--- start of Extracted entries ---

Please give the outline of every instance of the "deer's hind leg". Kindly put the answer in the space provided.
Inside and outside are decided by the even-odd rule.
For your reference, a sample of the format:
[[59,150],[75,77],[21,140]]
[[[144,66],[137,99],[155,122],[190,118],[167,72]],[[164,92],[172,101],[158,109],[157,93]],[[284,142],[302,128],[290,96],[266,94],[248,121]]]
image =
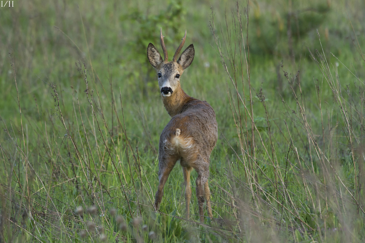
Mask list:
[[[160,151],[161,152],[161,151]],[[158,180],[160,181],[157,191],[155,196],[155,208],[158,210],[164,196],[164,187],[169,178],[170,172],[176,163],[178,158],[176,156],[161,156],[158,161]]]
[[204,197],[207,200],[207,209],[208,209],[208,215],[210,217],[213,217],[212,213],[212,206],[210,204],[210,190],[208,185],[208,180],[204,184]]
[[185,207],[187,219],[189,219],[189,215],[190,213],[190,199],[191,198],[191,188],[190,188],[190,172],[192,169],[192,168],[191,167],[182,167],[184,184],[185,184]]
[[[204,203],[204,188],[203,186],[208,181],[209,177],[209,164],[205,161],[201,161],[199,166],[195,168],[198,172],[198,177],[195,182],[196,183],[196,197],[198,200],[198,205],[199,207],[199,215],[200,217],[200,223],[204,222],[204,212],[203,211],[203,204]],[[208,188],[209,190],[209,187]],[[209,192],[209,195],[210,192]],[[211,211],[210,213],[211,214]],[[208,213],[209,215],[209,213]],[[209,215],[210,216],[210,215]]]

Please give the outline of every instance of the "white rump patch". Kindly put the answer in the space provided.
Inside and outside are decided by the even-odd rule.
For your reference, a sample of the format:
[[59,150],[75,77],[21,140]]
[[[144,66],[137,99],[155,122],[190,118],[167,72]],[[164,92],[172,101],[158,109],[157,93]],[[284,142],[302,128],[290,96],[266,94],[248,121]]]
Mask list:
[[175,134],[176,134],[177,136],[178,136],[180,135],[180,133],[181,133],[181,131],[178,128],[176,129],[176,131],[175,132]]

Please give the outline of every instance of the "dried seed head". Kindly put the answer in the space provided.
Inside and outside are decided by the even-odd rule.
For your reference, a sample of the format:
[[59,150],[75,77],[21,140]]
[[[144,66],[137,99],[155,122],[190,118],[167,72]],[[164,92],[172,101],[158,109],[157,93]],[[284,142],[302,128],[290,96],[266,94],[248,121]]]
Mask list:
[[76,214],[82,216],[84,214],[84,211],[82,210],[82,207],[79,206],[75,209],[75,213]]
[[118,215],[116,217],[116,222],[118,224],[121,224],[124,222],[123,217],[120,215]]
[[81,230],[80,232],[80,236],[81,238],[84,238],[86,237],[86,231],[84,230]]
[[97,230],[98,230],[99,231],[99,232],[100,232],[100,233],[102,234],[103,234],[104,233],[104,227],[103,227],[103,226],[100,226],[100,227],[99,227],[97,228]]
[[133,219],[132,220],[132,225],[133,227],[137,227],[142,223],[142,219],[137,217]]
[[111,208],[109,212],[110,213],[110,215],[113,217],[115,216],[115,214],[116,213],[116,210],[115,210],[115,208]]
[[95,215],[97,212],[97,208],[95,206],[92,206],[88,208],[87,212],[91,215]]
[[107,236],[105,235],[105,234],[102,234],[100,235],[100,241],[103,242],[106,241],[107,238]]
[[87,223],[87,226],[88,227],[88,229],[91,231],[95,230],[96,227],[95,224],[93,222],[89,222]]
[[120,225],[119,227],[119,228],[120,229],[120,230],[122,231],[126,231],[128,229],[127,225],[124,223],[120,224]]
[[151,239],[153,239],[156,238],[156,234],[153,231],[150,231],[148,233],[148,237]]

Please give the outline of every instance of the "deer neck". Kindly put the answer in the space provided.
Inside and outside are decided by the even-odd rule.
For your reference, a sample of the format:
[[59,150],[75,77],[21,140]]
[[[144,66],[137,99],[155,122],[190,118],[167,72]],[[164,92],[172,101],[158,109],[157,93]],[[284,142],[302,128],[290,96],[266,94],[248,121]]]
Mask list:
[[181,113],[184,105],[192,98],[180,87],[170,96],[161,96],[161,97],[164,105],[172,117]]

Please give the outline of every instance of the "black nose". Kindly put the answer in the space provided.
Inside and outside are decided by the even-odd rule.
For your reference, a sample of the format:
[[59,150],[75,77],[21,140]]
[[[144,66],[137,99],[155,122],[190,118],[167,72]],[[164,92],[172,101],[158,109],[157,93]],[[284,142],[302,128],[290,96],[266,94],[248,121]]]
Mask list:
[[172,94],[172,90],[170,87],[164,87],[161,89],[161,93],[165,94],[167,94],[169,92],[170,94]]

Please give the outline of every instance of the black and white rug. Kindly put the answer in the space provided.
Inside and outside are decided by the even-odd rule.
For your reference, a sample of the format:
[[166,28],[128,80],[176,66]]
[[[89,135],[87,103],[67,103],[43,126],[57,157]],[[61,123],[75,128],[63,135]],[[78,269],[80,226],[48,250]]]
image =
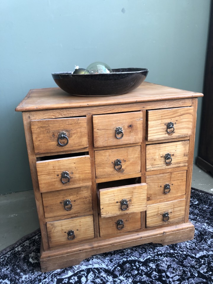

--- end of Extracted entries ---

Task requirements
Please collect every line of the items that contains the word "white".

Response
Please give the outline of every instance of the "white rump patch". Kindly put the answer in the space provided.
Please give the outline of every instance of the black and white rug. Kindly put the answer in the space provided.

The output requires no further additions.